■ **Your objective**
Format every line of the entries below as a JSON list of strings, with one string per line and any blank lines left out.

■ **Supplied information**
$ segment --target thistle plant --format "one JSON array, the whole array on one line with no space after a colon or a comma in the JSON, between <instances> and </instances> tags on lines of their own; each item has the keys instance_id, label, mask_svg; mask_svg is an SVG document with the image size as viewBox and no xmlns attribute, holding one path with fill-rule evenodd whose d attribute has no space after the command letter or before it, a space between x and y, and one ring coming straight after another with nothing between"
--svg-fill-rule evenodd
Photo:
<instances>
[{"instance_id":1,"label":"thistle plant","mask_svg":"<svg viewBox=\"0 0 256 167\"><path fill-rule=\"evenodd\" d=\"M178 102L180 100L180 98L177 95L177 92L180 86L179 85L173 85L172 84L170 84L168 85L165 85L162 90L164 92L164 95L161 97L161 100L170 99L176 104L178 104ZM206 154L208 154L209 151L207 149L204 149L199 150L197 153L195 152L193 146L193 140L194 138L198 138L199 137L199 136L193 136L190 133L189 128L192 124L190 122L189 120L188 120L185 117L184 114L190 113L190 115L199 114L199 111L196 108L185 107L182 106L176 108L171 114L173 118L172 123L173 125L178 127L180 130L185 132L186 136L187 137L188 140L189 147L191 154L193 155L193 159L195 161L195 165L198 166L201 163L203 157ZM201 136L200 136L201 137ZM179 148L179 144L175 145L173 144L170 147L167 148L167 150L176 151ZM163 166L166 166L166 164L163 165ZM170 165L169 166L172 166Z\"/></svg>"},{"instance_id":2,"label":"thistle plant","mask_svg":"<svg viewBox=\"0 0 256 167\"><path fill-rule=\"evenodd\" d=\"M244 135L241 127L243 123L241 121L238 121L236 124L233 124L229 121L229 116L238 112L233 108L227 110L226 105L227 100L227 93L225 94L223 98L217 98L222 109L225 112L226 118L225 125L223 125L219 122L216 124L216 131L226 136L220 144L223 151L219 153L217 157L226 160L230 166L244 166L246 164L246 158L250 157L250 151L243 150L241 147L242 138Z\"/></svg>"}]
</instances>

■ **Result below**
[
  "$ segment --target thistle plant --format \"one JSON array, the whole array on one line with no space after a colon or a comma in the JSON, between <instances> and </instances> tags on lines of their own; each item has the keys instance_id, label, mask_svg; mask_svg is an SVG document with the image size as viewBox and no xmlns attribute, holding one path with fill-rule evenodd whose d attribute has no space after the command letter or before it, a space between x and y, and one ring coming straight after another with nothing between\"",
  "--svg-fill-rule evenodd",
  "Photo:",
  "<instances>",
  "[{\"instance_id\":1,\"label\":\"thistle plant\",\"mask_svg\":\"<svg viewBox=\\\"0 0 256 167\\\"><path fill-rule=\\\"evenodd\\\" d=\\\"M178 102L180 100L180 98L177 95L177 92L180 86L179 85L173 85L172 84L170 84L168 85L165 85L162 90L164 92L164 95L161 97L161 100L170 99L176 104L178 104ZM206 154L208 154L209 151L207 149L204 149L199 150L197 153L195 152L193 146L193 140L194 138L198 138L199 137L199 136L193 136L190 133L189 128L192 124L190 122L189 120L188 120L185 117L184 114L190 113L190 115L199 114L199 111L196 108L185 107L182 106L176 108L171 114L173 118L172 123L173 125L178 127L180 130L185 132L186 136L187 137L188 140L189 147L191 154L193 155L193 159L195 161L195 165L198 166L201 163L203 157ZM201 136L200 136L201 137ZM179 148L179 144L175 145L173 144L170 147L167 148L167 150L176 151ZM163 166L166 166L166 164L163 165ZM170 165L169 166L172 166Z\\\"/></svg>\"},{\"instance_id\":2,\"label\":\"thistle plant\",\"mask_svg\":\"<svg viewBox=\\\"0 0 256 167\\\"><path fill-rule=\\\"evenodd\\\" d=\\\"M244 135L241 127L243 123L241 121L238 121L236 124L233 124L229 121L229 116L238 112L233 108L227 110L226 105L227 100L227 93L225 94L223 98L217 98L222 109L225 112L226 118L225 125L223 125L219 122L216 124L216 131L226 136L220 144L223 151L219 153L217 157L226 160L230 166L244 166L246 164L246 158L250 157L250 151L243 150L241 147L242 138Z\\\"/></svg>\"}]",
  "</instances>"
]